_Data provided_:

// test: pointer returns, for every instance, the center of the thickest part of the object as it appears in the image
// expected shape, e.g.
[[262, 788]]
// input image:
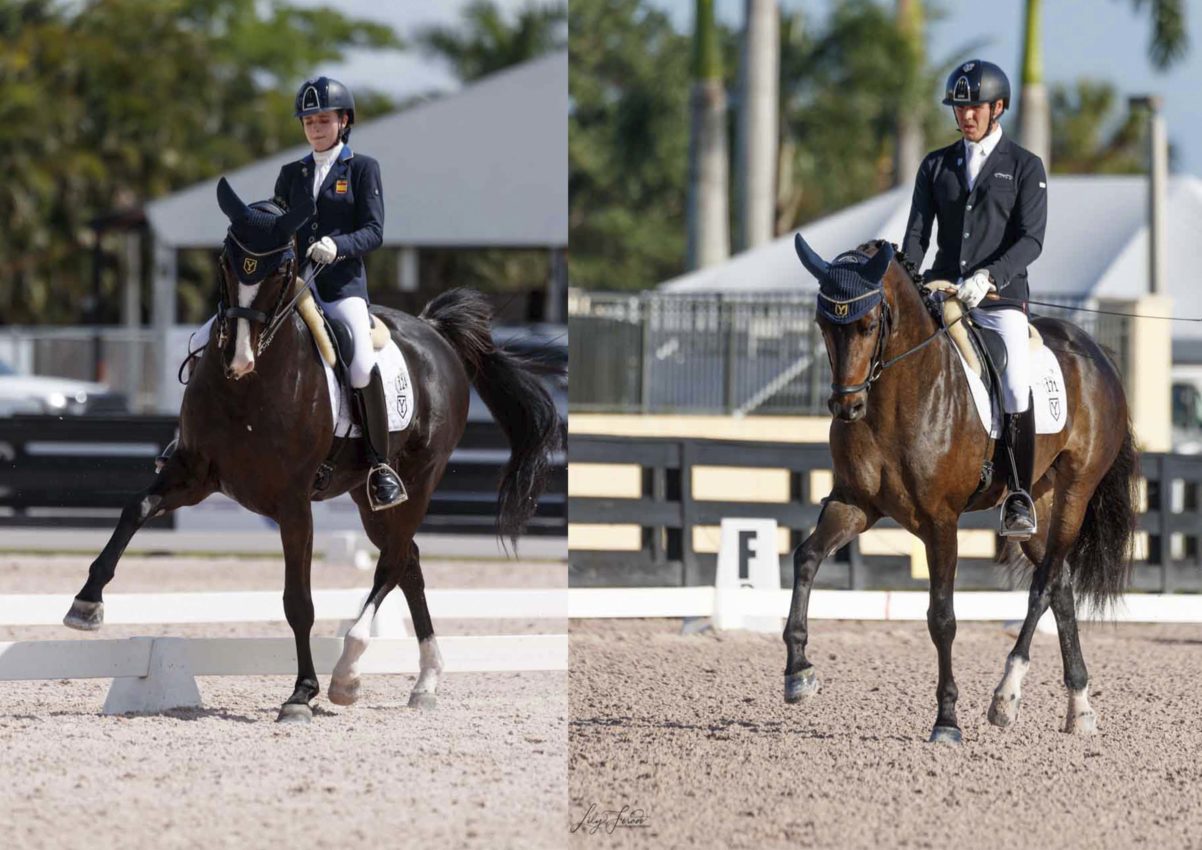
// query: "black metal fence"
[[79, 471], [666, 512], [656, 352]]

* * *

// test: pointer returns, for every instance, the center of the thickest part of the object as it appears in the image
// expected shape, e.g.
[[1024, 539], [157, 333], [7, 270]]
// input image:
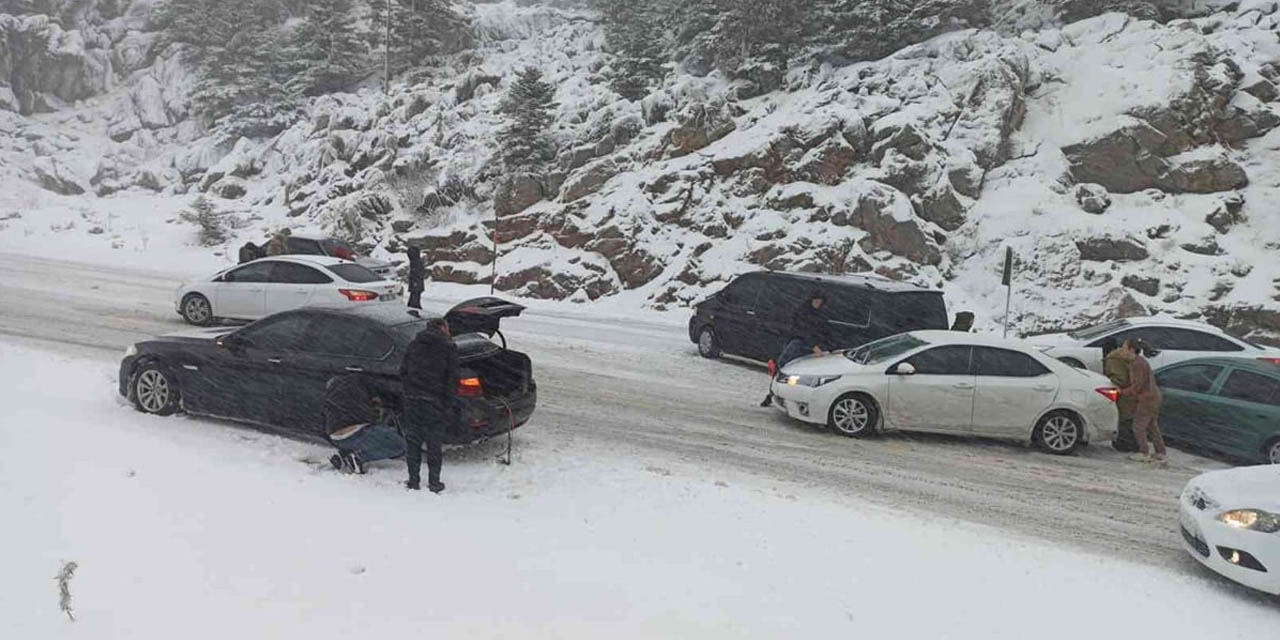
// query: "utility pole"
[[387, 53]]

* * *

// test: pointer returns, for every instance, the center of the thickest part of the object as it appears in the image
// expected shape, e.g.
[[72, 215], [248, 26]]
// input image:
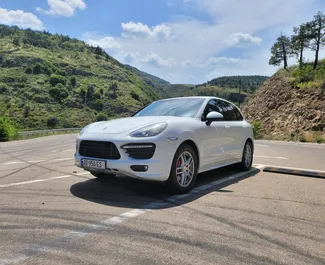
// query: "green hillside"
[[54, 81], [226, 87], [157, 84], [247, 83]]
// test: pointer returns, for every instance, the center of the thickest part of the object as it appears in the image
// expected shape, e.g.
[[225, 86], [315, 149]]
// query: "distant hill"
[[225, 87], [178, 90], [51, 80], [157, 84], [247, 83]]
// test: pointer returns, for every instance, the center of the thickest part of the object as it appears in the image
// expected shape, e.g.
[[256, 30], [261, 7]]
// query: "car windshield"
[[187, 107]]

_Set problem_:
Tally the lines in the items above that contain the string "query", and reply with that number alone.

_Exercise result_:
5